## [Exercise aim]
Return the full listing unchanged, excluding any images it contains.

## [Data listing]
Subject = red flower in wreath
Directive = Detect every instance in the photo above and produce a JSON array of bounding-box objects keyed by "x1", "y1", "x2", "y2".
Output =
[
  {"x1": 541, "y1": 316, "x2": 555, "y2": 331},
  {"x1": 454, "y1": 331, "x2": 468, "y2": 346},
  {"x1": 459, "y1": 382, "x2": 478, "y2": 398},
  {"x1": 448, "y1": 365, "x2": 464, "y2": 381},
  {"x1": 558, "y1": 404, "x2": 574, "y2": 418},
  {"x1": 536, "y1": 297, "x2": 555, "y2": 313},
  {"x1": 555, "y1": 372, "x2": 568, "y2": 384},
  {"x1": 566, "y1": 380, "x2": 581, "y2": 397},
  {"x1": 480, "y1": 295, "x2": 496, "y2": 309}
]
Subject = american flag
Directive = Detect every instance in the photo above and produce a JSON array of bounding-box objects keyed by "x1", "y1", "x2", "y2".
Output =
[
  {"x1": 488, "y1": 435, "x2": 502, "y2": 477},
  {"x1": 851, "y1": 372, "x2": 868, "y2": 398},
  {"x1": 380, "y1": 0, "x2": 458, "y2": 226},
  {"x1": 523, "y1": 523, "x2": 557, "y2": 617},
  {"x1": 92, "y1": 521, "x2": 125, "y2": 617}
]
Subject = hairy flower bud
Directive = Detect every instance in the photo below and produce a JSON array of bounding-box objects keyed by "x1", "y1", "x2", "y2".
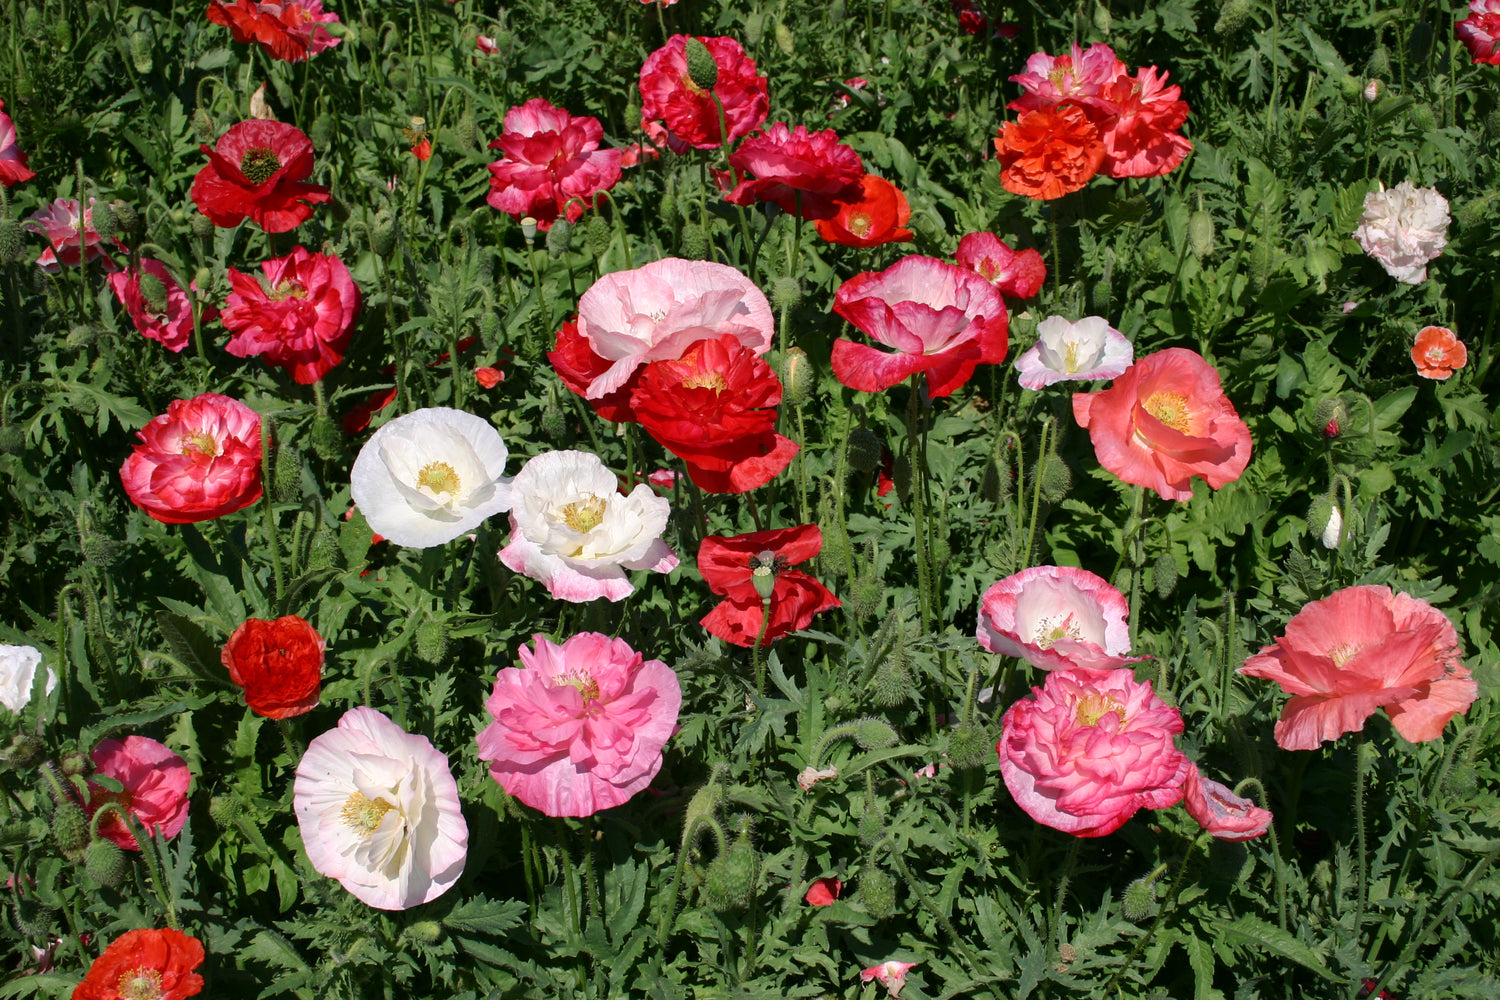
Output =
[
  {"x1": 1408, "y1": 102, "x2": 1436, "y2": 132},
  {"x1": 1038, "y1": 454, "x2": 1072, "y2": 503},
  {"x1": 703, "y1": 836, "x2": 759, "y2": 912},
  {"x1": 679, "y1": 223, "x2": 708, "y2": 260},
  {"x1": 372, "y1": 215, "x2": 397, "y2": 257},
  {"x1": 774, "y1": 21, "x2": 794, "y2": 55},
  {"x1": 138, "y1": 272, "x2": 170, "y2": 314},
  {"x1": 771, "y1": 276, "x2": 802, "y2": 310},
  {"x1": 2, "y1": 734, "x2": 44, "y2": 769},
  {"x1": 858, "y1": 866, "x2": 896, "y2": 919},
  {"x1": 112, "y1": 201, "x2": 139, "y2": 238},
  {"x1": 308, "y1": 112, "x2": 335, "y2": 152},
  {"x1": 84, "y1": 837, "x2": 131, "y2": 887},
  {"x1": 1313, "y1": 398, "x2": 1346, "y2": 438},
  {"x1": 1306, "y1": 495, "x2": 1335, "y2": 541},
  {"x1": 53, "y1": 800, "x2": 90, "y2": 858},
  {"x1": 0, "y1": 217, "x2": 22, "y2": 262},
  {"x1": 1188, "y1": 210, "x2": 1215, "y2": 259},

## [Your solution]
Subject = red flower in wreath
Directive = Detect every instance in the photo above and produce a JSON array of bounding-box objects keyed by "x1", "y1", "x2", "y2".
Output =
[
  {"x1": 541, "y1": 316, "x2": 555, "y2": 331},
  {"x1": 454, "y1": 331, "x2": 468, "y2": 346},
  {"x1": 459, "y1": 382, "x2": 478, "y2": 398},
  {"x1": 448, "y1": 365, "x2": 464, "y2": 381},
  {"x1": 558, "y1": 404, "x2": 574, "y2": 418},
  {"x1": 536, "y1": 297, "x2": 555, "y2": 313},
  {"x1": 555, "y1": 372, "x2": 568, "y2": 384},
  {"x1": 566, "y1": 380, "x2": 581, "y2": 397},
  {"x1": 480, "y1": 295, "x2": 496, "y2": 309}
]
Subject = american flag
Directive = Detect every instance in the photo above and produce a JSON array of bounding-box objects keyed by "x1", "y1", "x2", "y2".
Output =
[
  {"x1": 488, "y1": 435, "x2": 502, "y2": 477},
  {"x1": 851, "y1": 372, "x2": 868, "y2": 398},
  {"x1": 380, "y1": 0, "x2": 458, "y2": 226},
  {"x1": 523, "y1": 523, "x2": 557, "y2": 617},
  {"x1": 92, "y1": 521, "x2": 125, "y2": 617}
]
Subject = hairy flower bud
Directive = Detect every instance in the photo below and produce a JSON array of bounding-box objects keyed by "x1", "y1", "x2", "y2".
Output =
[
  {"x1": 1408, "y1": 102, "x2": 1436, "y2": 132},
  {"x1": 1038, "y1": 454, "x2": 1072, "y2": 503},
  {"x1": 703, "y1": 836, "x2": 759, "y2": 912},
  {"x1": 679, "y1": 223, "x2": 708, "y2": 260},
  {"x1": 372, "y1": 215, "x2": 397, "y2": 257},
  {"x1": 774, "y1": 21, "x2": 794, "y2": 55},
  {"x1": 138, "y1": 272, "x2": 170, "y2": 314},
  {"x1": 771, "y1": 276, "x2": 802, "y2": 310},
  {"x1": 2, "y1": 734, "x2": 44, "y2": 769},
  {"x1": 858, "y1": 866, "x2": 896, "y2": 919},
  {"x1": 112, "y1": 201, "x2": 139, "y2": 238},
  {"x1": 308, "y1": 112, "x2": 335, "y2": 152},
  {"x1": 84, "y1": 837, "x2": 131, "y2": 887},
  {"x1": 1313, "y1": 398, "x2": 1346, "y2": 438},
  {"x1": 1306, "y1": 495, "x2": 1335, "y2": 541},
  {"x1": 53, "y1": 800, "x2": 90, "y2": 858},
  {"x1": 0, "y1": 217, "x2": 22, "y2": 262},
  {"x1": 1188, "y1": 210, "x2": 1215, "y2": 259},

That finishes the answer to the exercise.